Stated goal:
Rescale the lines from the one containing "Expected: a point placed on each instance of the slate" through the end of the records, and reproduce every line in that range, requests included. Multiply each point coordinate in the answers by 1.5 and round to a whole number, with halves rounded up, and leave the pictures out.

Recorded information:
----

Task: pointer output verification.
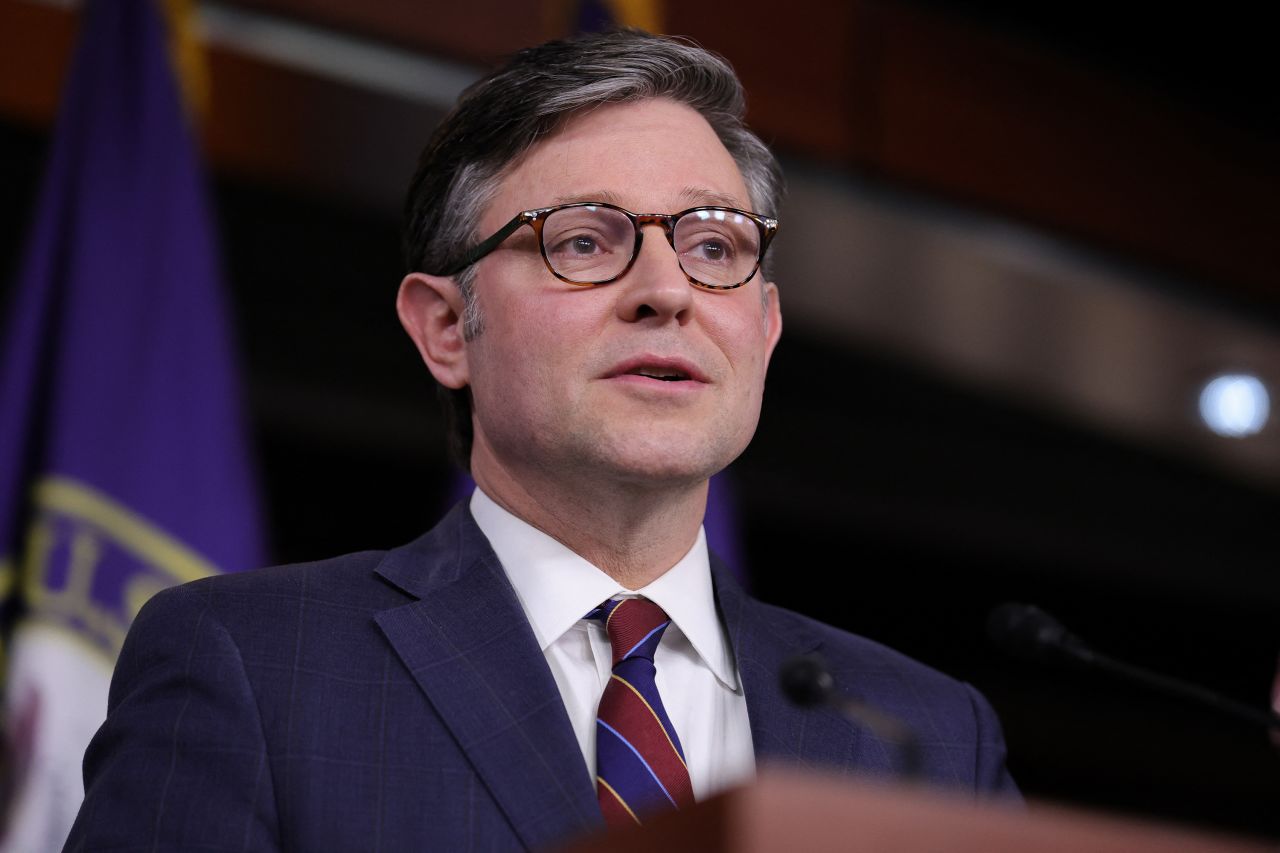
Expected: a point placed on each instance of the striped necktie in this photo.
(639, 762)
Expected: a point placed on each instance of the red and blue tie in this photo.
(639, 762)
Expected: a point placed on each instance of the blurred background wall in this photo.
(1019, 241)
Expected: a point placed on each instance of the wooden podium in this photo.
(789, 811)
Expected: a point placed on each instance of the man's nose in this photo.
(656, 286)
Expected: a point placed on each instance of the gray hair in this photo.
(499, 118)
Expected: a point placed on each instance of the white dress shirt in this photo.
(696, 673)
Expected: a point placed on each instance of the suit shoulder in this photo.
(346, 582)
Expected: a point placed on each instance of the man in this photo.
(561, 651)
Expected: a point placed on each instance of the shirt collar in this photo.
(557, 587)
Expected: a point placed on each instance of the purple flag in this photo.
(123, 461)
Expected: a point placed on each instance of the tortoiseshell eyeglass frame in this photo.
(535, 219)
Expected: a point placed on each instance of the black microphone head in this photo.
(1028, 632)
(807, 680)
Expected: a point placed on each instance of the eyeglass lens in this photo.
(590, 245)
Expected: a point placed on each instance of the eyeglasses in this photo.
(594, 242)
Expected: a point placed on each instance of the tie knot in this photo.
(634, 625)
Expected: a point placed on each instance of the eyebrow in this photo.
(694, 196)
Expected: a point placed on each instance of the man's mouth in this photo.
(659, 368)
(666, 374)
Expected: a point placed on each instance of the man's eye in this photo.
(712, 249)
(576, 245)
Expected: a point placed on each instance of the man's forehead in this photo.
(689, 196)
(653, 155)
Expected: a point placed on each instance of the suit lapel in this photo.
(467, 643)
(763, 641)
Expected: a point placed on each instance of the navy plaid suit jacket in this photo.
(391, 701)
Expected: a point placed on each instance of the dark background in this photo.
(880, 495)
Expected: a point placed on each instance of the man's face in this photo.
(566, 381)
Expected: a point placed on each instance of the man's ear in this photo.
(430, 309)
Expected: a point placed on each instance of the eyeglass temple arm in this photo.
(483, 249)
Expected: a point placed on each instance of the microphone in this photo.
(809, 684)
(1029, 633)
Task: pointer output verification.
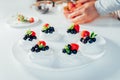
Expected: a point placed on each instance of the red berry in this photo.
(77, 27)
(85, 33)
(31, 20)
(33, 33)
(74, 46)
(46, 25)
(42, 43)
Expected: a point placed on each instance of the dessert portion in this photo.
(72, 33)
(71, 49)
(70, 7)
(41, 54)
(49, 33)
(22, 18)
(28, 40)
(92, 45)
(40, 46)
(70, 55)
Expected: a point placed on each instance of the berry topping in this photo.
(73, 29)
(40, 46)
(42, 43)
(87, 37)
(74, 46)
(48, 29)
(31, 20)
(33, 33)
(85, 33)
(71, 48)
(30, 35)
(21, 18)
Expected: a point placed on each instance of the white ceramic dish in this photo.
(13, 22)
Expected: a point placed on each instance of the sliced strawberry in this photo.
(74, 46)
(31, 20)
(77, 27)
(85, 33)
(42, 43)
(33, 33)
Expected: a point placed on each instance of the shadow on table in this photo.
(101, 69)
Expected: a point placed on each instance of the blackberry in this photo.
(87, 38)
(91, 41)
(81, 39)
(36, 46)
(72, 31)
(64, 51)
(46, 47)
(34, 37)
(37, 50)
(33, 49)
(30, 39)
(74, 51)
(69, 53)
(69, 46)
(85, 41)
(39, 7)
(94, 39)
(68, 31)
(43, 49)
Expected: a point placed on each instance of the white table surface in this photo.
(11, 69)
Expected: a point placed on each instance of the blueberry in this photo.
(34, 37)
(37, 50)
(85, 41)
(94, 39)
(43, 49)
(69, 53)
(72, 31)
(33, 49)
(74, 51)
(69, 46)
(68, 31)
(39, 7)
(36, 46)
(64, 51)
(30, 39)
(87, 38)
(46, 31)
(91, 41)
(81, 39)
(46, 47)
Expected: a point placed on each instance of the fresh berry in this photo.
(64, 51)
(46, 47)
(42, 43)
(74, 46)
(33, 33)
(76, 27)
(81, 39)
(91, 41)
(74, 51)
(33, 49)
(85, 33)
(46, 25)
(31, 20)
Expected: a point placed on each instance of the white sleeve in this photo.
(107, 6)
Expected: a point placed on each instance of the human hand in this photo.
(84, 14)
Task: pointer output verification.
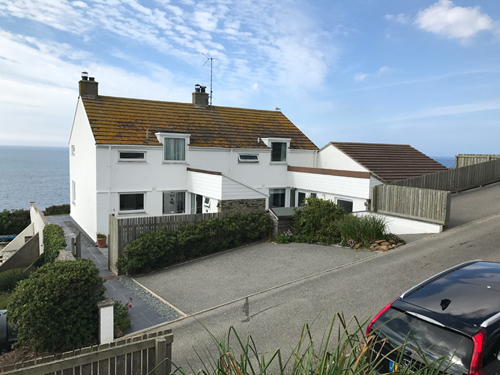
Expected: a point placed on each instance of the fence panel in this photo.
(417, 203)
(457, 179)
(464, 160)
(145, 352)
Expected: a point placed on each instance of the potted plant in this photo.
(101, 240)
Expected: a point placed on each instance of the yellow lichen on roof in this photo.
(126, 121)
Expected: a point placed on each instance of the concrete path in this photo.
(141, 315)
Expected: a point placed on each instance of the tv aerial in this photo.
(211, 64)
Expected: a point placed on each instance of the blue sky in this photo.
(424, 73)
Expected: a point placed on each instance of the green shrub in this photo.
(155, 250)
(55, 309)
(362, 230)
(62, 209)
(14, 221)
(120, 315)
(10, 278)
(315, 222)
(53, 241)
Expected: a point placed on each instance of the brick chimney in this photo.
(200, 97)
(88, 87)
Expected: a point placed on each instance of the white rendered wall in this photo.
(401, 225)
(232, 190)
(19, 241)
(333, 185)
(82, 170)
(39, 222)
(331, 157)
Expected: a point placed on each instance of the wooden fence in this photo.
(457, 179)
(416, 203)
(136, 355)
(124, 230)
(464, 160)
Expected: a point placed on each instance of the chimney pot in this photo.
(88, 87)
(200, 97)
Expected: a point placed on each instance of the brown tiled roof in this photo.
(125, 121)
(390, 162)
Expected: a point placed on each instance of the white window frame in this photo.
(132, 160)
(161, 138)
(142, 210)
(269, 143)
(248, 161)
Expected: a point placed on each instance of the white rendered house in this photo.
(136, 158)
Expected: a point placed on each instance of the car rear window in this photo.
(423, 337)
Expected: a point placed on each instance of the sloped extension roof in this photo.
(390, 162)
(125, 121)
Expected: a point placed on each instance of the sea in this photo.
(33, 174)
(41, 175)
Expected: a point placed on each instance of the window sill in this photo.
(174, 162)
(131, 212)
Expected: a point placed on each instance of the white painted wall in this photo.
(19, 241)
(232, 190)
(82, 170)
(205, 184)
(400, 225)
(331, 157)
(39, 222)
(333, 185)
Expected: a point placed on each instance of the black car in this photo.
(453, 315)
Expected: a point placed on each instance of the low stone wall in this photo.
(242, 205)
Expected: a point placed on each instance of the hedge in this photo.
(155, 250)
(55, 309)
(53, 241)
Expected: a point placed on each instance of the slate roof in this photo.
(390, 162)
(125, 121)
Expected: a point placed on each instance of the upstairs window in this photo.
(278, 151)
(276, 198)
(248, 158)
(174, 149)
(174, 202)
(132, 202)
(132, 155)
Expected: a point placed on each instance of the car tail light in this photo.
(476, 362)
(369, 328)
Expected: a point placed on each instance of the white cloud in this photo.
(360, 76)
(451, 21)
(400, 18)
(383, 69)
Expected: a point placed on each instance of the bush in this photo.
(155, 250)
(55, 309)
(120, 315)
(362, 229)
(14, 221)
(53, 241)
(10, 278)
(315, 222)
(62, 209)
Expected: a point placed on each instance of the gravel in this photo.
(164, 310)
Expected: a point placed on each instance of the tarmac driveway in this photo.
(222, 278)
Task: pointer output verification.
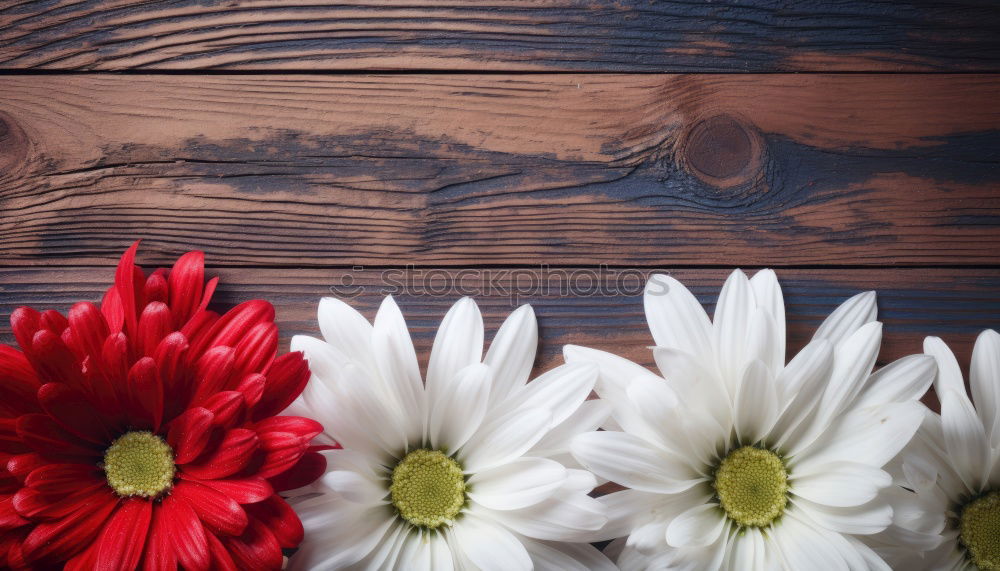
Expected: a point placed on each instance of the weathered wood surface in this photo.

----

Finished answer:
Expected: a point placed on each instance of the slate roof in this photo.
(585, 243)
(188, 182)
Expected: a point placed on each instance of the upstairs window in this photo.
(417, 227)
(414, 297)
(372, 237)
(261, 224)
(261, 303)
(198, 303)
(198, 233)
Expected: a point placed on each instance of the car tail light in this photo.
(714, 543)
(554, 492)
Expected: a point placed on each instance of the white cloud in this photo.
(540, 114)
(677, 32)
(600, 27)
(575, 104)
Expected: a point placed on each instance of the bush in this photo.
(233, 375)
(83, 464)
(180, 473)
(543, 344)
(21, 332)
(80, 362)
(15, 417)
(473, 333)
(93, 314)
Expected: a point placed on each instance of the gravel in this photo.
(246, 465)
Expected: a point placed on each instance of the tarmac driveway in this photo.
(333, 417)
Task: pointer output verification.
Expected: a point placed on each instance of the weathered wood surface in this photo.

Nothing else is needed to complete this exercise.